Exercise task: Write out every record in full, exactly as written, please.

Provided data:
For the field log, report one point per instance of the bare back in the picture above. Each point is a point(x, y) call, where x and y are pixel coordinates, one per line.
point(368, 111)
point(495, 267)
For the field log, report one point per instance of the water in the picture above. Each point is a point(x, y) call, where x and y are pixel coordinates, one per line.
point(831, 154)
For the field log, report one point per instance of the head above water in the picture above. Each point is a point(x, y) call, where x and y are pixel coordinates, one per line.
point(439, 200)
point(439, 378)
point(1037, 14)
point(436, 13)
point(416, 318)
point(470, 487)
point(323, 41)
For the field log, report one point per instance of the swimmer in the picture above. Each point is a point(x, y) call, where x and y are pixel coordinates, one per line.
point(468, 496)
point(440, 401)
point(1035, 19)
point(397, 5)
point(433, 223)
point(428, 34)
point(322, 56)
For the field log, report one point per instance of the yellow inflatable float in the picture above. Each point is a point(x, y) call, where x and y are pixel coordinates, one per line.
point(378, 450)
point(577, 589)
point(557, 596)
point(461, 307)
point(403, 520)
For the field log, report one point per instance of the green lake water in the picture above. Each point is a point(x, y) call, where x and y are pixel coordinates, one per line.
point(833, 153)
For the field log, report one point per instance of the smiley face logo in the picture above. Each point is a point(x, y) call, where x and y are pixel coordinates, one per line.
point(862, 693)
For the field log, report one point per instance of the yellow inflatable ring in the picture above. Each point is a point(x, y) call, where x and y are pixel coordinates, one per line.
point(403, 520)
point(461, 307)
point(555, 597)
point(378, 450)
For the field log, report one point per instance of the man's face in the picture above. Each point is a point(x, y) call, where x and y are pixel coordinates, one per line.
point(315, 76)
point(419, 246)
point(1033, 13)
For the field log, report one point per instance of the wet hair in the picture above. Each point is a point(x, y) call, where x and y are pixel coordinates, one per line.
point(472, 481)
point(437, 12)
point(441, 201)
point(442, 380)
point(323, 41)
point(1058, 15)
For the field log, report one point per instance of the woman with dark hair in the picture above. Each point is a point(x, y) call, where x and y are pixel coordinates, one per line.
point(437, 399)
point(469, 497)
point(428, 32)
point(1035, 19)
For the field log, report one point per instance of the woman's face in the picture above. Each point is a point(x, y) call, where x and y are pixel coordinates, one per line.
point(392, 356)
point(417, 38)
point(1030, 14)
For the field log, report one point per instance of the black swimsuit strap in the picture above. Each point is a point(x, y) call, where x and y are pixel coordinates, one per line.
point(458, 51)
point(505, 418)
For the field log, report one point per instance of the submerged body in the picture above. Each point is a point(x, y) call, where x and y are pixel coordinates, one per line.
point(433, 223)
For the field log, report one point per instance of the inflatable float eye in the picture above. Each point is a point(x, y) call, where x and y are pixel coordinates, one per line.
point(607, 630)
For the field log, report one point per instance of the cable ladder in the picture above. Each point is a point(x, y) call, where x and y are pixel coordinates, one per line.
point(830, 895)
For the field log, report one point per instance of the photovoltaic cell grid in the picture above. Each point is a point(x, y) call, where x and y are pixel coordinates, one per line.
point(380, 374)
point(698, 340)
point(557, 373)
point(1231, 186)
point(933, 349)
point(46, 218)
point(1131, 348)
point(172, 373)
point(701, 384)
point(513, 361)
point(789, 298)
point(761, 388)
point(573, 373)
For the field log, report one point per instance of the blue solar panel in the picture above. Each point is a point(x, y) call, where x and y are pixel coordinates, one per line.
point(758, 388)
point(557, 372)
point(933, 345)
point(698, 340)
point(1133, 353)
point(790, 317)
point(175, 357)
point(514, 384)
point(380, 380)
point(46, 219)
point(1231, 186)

Result of the task:
For the field log, report one point per instance of the bare back in the picture above. Each point is a point(x, y) call, where x and y are pixel coordinates, one per line.
point(368, 111)
point(495, 267)
For the field log, report one point per instance of the water in the picture above. Each point is a point(x, y) call, where x and y are pixel coordinates, one per line.
point(831, 154)
For the field log, report one point per instance of the head above water in the picture above. Each point is a point(x, y) call, where x and y are pixel coordinates, one per line.
point(439, 200)
point(439, 378)
point(1037, 14)
point(436, 13)
point(416, 318)
point(470, 487)
point(323, 41)
For the field log, report one point per instance of the swimmer in the picture above. Each point is a point(x, y) call, where x and y are pixel coordinates, one per line.
point(468, 496)
point(440, 401)
point(1035, 19)
point(397, 5)
point(433, 223)
point(428, 34)
point(322, 56)
For the field log, report one point per instance of the yellow inflatable float in the picture above. Each point is a point(x, y) call, where x and y are pixel coordinates, one per line.
point(378, 450)
point(577, 589)
point(557, 596)
point(461, 307)
point(403, 520)
For the field log, report one point per instance of the green lake water in the picture above. Each point is a point(x, y) call, where x and y are pixel coordinates, one per line.
point(833, 153)
For the field log, report one point per instance of the smiley face logo in the picture above. Each point is a point(x, y) call, where x and y are pixel coordinates, one per line.
point(862, 693)
For the field log, report one point per instance of the yellow inflatable ring in the picture above. Each point is a point(x, y) call, where x and y are pixel coordinates, one per line.
point(403, 520)
point(461, 307)
point(555, 597)
point(378, 450)
For the field log, report one point per instance of the man's face in the picture above. Each point is a point(x, y) call, where x and y are pixel coordinates, one per line.
point(315, 76)
point(419, 246)
point(1033, 13)
For the field log, report one point per instance of the wet hair in the picture above. Each point is a point(x, y) call, where x and y are pixel coordinates, one per line.
point(472, 481)
point(437, 12)
point(441, 201)
point(442, 380)
point(323, 41)
point(1058, 15)
For the field log, report one point per instance of the woman with dark hair in the picture above. Each point is a point(x, y) call, where x and y are pixel coordinates, one per line.
point(437, 399)
point(469, 497)
point(428, 32)
point(1035, 19)
For the field log, report one point per instance of the woman's face in the picture above. Each point is a point(x, y) call, where x and y are pixel coordinates, one per line.
point(392, 356)
point(417, 38)
point(1030, 14)
For the field log, report one point per instance of the black swimsuit strap in the picture above. Each point is a point(x, y) call, where x and y are pixel coordinates, one per line.
point(458, 51)
point(505, 418)
For the field log, report one point per instance of the submerged body in the picture above. Each point is a point(x, y) call, where x and y are pixel coordinates, one per line.
point(433, 223)
For the field log, report one point per instance of the inflatable float eye in the picture above. Each point is a point(x, y) call, where x and y are pixel coordinates, one per line.
point(607, 630)
For the field log, report one point per instance of the cable ladder in the picture above. Each point is a point(x, y) call, where x and y are pixel coordinates, one per line.
point(830, 895)
For the field log, report one point per instance of the photovoltaic cell grid in the picture above. Each point is a point(x, y) call, where x and y are pixel coordinates, one per line.
point(380, 374)
point(698, 340)
point(557, 373)
point(1231, 186)
point(933, 349)
point(46, 218)
point(1131, 348)
point(172, 373)
point(701, 384)
point(513, 361)
point(789, 298)
point(761, 388)
point(573, 373)
For the field log, report one point per instance of the blue solar panel in the picture above. Each point is a point(x, y) call, where x and y are pixel coordinates, one per line.
point(758, 388)
point(557, 372)
point(933, 345)
point(698, 340)
point(1133, 353)
point(790, 317)
point(175, 357)
point(514, 384)
point(380, 380)
point(46, 219)
point(1231, 186)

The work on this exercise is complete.